-- Task to complete --
Repeat every line of the following material exactly.
=====
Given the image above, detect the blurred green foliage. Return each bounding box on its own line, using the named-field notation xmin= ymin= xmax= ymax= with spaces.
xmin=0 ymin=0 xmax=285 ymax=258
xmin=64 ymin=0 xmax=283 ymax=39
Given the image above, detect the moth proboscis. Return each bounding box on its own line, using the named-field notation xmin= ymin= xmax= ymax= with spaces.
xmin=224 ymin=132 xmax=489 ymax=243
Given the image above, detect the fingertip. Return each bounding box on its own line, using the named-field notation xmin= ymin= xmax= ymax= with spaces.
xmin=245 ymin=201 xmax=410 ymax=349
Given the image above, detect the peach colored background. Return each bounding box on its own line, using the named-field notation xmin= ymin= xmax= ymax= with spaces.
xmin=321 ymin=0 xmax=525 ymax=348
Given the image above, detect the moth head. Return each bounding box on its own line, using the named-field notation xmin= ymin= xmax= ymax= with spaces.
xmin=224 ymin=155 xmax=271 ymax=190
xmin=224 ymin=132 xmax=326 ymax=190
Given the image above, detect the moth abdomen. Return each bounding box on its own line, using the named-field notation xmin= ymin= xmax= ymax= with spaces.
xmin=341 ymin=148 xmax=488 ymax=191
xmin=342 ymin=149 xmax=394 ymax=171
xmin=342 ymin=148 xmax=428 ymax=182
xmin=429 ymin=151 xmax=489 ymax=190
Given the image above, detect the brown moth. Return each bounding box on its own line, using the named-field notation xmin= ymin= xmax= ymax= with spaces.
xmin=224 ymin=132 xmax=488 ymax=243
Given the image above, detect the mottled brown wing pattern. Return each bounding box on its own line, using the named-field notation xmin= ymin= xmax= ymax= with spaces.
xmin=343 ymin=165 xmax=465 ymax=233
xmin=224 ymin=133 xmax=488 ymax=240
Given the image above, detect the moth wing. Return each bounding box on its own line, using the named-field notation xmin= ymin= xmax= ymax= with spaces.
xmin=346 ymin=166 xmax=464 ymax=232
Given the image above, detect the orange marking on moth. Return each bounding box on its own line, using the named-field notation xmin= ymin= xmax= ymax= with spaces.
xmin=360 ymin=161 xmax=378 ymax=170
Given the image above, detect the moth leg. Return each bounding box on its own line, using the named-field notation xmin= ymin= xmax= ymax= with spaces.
=====
-- Response area --
Given the image above, detect the blurred green foliage. Return each bounding box on its own line, using the named-field notation xmin= ymin= xmax= ymax= with spaces.
xmin=0 ymin=0 xmax=285 ymax=258
xmin=64 ymin=0 xmax=283 ymax=39
Given the image above, detect the moth proboscis. Return each bounding box on its own line, using the named-field notation xmin= ymin= xmax= ymax= with spaces.
xmin=224 ymin=132 xmax=489 ymax=243
Given the image above, detect the fingertip. Return each bounding box on its own line, using the named-field notation xmin= ymin= xmax= ymax= with spaces.
xmin=245 ymin=201 xmax=410 ymax=349
Given the image above, detect the peach colored background. Return each bounding box on its own line, using the named-field notation xmin= ymin= xmax= ymax= with spaces.
xmin=321 ymin=0 xmax=525 ymax=348
Given the image above, detect the moth head. Return each bounding box on its own line, using the named-field notation xmin= ymin= xmax= ymax= with spaces.
xmin=224 ymin=155 xmax=271 ymax=190
xmin=224 ymin=132 xmax=326 ymax=190
Given the image above, detect the moth abdomen. Return each bounding box on its own line, using the named-field notation xmin= ymin= xmax= ymax= with spaces.
xmin=341 ymin=148 xmax=488 ymax=191
xmin=342 ymin=149 xmax=394 ymax=171
xmin=342 ymin=148 xmax=428 ymax=182
xmin=429 ymin=151 xmax=489 ymax=190
Given the image above, detect the brown moth. Return each bounding box on its own line, using the named-field notation xmin= ymin= xmax= ymax= with spaces.
xmin=224 ymin=132 xmax=488 ymax=243
Given the image above, detect the mottled brown wing pattern. Return each bounding box on its own line, using the named-field notation xmin= ymin= xmax= ymax= with spaces.
xmin=343 ymin=165 xmax=465 ymax=233
xmin=224 ymin=133 xmax=488 ymax=240
Given the image above, detect the moth wing. Return each bounding box on its own line, using the named-field notation xmin= ymin= xmax= ymax= with spaces.
xmin=346 ymin=166 xmax=464 ymax=232
Given the image above, detect the orange marking on moth. Return each bounding box on its own line, using the named-field notation xmin= ymin= xmax= ymax= with spaces.
xmin=360 ymin=161 xmax=378 ymax=170
Given the image above, detect the moth leg. Return each bounding box on its own line, using the named-field notation xmin= ymin= xmax= ymax= with spaces.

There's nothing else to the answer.